| Given problem |
Copy out the items below word for word, starting at their first line and ending at the line that contains "top-left (69, 92), bottom-right (88, 107)", including both of those lines.

| Stored records |
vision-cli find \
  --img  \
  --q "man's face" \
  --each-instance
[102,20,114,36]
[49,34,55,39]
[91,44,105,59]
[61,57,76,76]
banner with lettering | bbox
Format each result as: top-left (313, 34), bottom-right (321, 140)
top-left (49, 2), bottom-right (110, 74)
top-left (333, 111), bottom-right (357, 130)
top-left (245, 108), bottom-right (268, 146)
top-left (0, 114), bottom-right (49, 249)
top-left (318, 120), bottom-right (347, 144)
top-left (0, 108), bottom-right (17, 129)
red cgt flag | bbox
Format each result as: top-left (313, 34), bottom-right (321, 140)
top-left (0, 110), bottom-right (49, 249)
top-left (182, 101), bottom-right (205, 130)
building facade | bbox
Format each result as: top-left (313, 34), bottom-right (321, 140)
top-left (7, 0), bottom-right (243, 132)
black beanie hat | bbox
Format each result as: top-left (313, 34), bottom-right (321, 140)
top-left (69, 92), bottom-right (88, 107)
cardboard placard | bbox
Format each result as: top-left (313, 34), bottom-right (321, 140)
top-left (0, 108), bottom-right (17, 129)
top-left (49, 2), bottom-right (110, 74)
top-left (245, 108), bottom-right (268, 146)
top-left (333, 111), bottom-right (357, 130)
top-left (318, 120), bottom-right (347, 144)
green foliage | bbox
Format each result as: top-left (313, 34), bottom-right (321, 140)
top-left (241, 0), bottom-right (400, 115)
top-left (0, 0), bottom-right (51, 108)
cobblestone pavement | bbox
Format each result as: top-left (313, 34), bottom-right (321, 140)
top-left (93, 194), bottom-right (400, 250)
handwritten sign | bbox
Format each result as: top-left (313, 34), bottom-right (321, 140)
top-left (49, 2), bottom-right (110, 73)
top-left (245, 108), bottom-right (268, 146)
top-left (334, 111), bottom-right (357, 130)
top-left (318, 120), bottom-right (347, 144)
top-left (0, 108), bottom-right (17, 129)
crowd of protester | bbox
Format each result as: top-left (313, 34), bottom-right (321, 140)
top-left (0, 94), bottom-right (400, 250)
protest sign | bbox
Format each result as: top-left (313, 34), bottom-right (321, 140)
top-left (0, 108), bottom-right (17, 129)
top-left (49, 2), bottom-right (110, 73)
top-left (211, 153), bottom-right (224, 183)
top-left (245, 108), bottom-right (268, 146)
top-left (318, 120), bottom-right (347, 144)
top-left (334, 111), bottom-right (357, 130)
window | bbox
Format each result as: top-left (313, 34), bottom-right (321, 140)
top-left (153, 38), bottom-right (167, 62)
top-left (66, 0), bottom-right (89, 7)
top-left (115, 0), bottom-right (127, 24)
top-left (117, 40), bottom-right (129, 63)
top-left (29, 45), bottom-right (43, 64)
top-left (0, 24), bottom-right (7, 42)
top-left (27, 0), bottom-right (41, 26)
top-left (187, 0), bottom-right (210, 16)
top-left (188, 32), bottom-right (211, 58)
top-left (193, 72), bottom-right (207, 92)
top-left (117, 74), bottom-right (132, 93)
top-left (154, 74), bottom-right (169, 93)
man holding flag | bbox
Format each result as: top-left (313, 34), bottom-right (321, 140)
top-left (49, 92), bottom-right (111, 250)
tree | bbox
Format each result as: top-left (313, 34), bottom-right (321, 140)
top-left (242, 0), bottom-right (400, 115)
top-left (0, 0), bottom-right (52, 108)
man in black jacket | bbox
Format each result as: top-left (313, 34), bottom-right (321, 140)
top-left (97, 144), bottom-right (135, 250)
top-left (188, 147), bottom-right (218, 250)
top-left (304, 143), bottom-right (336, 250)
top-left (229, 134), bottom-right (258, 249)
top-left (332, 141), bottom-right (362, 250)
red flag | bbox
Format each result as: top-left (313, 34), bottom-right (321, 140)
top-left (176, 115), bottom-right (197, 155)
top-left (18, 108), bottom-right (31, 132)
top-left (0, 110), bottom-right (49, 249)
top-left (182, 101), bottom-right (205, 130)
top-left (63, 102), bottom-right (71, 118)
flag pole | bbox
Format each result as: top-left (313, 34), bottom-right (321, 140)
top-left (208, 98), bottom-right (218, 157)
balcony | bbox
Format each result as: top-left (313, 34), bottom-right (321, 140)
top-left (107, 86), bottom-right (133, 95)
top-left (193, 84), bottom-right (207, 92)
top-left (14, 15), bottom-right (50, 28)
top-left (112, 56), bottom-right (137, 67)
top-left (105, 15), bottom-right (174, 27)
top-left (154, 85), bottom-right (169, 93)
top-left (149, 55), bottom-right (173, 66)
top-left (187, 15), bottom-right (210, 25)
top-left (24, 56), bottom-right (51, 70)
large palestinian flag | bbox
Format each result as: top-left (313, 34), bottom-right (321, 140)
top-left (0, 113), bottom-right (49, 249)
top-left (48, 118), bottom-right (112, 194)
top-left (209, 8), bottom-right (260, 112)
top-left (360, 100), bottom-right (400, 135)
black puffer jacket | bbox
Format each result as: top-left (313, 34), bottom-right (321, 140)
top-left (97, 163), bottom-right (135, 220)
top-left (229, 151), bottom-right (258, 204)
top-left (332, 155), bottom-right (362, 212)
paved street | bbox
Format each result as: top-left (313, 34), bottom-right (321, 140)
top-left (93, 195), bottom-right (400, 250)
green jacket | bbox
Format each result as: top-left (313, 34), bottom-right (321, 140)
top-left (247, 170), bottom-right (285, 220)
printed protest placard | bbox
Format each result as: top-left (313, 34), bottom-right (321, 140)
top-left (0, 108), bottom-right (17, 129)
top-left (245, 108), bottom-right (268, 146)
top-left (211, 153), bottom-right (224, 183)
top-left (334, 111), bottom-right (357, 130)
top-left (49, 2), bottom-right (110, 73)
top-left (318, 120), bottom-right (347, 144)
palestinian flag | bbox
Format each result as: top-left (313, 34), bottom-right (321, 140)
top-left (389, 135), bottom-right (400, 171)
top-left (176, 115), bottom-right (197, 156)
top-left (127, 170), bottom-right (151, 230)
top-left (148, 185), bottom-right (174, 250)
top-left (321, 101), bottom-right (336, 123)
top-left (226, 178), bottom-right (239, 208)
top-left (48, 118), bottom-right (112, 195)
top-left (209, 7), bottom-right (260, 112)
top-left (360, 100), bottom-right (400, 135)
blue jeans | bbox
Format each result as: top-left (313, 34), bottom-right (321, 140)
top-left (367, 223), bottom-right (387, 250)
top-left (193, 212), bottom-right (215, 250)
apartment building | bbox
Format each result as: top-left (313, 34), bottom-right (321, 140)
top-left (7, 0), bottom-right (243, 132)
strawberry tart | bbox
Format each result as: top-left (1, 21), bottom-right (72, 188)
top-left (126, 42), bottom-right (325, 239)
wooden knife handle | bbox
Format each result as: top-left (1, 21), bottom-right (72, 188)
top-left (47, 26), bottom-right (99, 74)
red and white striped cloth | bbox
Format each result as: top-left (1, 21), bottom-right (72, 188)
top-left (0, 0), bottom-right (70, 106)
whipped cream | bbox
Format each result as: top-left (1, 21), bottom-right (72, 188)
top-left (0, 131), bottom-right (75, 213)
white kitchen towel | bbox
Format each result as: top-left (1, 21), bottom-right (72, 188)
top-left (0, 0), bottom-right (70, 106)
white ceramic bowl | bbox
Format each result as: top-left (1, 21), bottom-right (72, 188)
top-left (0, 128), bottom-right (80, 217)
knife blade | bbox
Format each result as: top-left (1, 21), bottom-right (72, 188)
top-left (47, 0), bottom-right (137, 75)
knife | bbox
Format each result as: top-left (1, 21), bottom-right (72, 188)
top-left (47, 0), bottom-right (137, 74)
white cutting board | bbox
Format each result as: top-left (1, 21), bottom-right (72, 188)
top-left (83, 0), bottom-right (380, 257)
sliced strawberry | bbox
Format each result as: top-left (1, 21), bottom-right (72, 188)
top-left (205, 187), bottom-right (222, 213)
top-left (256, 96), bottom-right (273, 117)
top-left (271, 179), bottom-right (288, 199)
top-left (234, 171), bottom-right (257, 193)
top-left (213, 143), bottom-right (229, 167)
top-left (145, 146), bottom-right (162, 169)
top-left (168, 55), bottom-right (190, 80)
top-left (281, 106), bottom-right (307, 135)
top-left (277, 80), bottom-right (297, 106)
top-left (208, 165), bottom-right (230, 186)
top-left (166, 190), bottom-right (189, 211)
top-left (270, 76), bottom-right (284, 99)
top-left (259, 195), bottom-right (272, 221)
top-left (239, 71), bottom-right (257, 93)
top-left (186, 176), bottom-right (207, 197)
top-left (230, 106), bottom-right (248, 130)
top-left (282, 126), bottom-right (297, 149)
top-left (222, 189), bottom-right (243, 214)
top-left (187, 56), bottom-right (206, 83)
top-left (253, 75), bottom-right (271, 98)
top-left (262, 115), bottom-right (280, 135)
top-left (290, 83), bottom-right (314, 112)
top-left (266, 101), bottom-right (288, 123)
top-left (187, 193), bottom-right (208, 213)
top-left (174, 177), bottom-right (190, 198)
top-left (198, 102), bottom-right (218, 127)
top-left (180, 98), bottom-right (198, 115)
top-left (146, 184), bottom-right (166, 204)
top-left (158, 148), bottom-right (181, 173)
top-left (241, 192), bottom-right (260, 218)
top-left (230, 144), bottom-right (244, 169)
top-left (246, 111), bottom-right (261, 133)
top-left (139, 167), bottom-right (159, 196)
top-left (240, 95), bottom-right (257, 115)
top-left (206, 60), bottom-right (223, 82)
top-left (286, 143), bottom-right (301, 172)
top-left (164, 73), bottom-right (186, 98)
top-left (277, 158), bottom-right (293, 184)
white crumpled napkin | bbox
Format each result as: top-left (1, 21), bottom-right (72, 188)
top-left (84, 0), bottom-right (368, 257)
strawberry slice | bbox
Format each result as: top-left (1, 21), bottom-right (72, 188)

| Solution to the exercise |
vision-cli find \
  --img  \
  --q "man's face" \
  --each-instance
[102,20,114,36]
[49,34,55,39]
[91,44,105,59]
[61,57,76,76]
banner with lettering | bbox
Format each result as: top-left (313, 34), bottom-right (321, 140)
top-left (49, 2), bottom-right (110, 74)
top-left (333, 111), bottom-right (357, 130)
top-left (245, 108), bottom-right (268, 146)
top-left (0, 114), bottom-right (49, 249)
top-left (318, 120), bottom-right (347, 144)
top-left (0, 108), bottom-right (17, 129)
red cgt flag | bbox
Format each result as: top-left (313, 34), bottom-right (321, 140)
top-left (0, 110), bottom-right (49, 249)
top-left (182, 101), bottom-right (205, 130)
building facade | bbox
Format each result as: top-left (313, 34), bottom-right (321, 140)
top-left (7, 0), bottom-right (243, 132)
black beanie hat | bbox
Format each result as: top-left (313, 34), bottom-right (321, 140)
top-left (69, 92), bottom-right (88, 107)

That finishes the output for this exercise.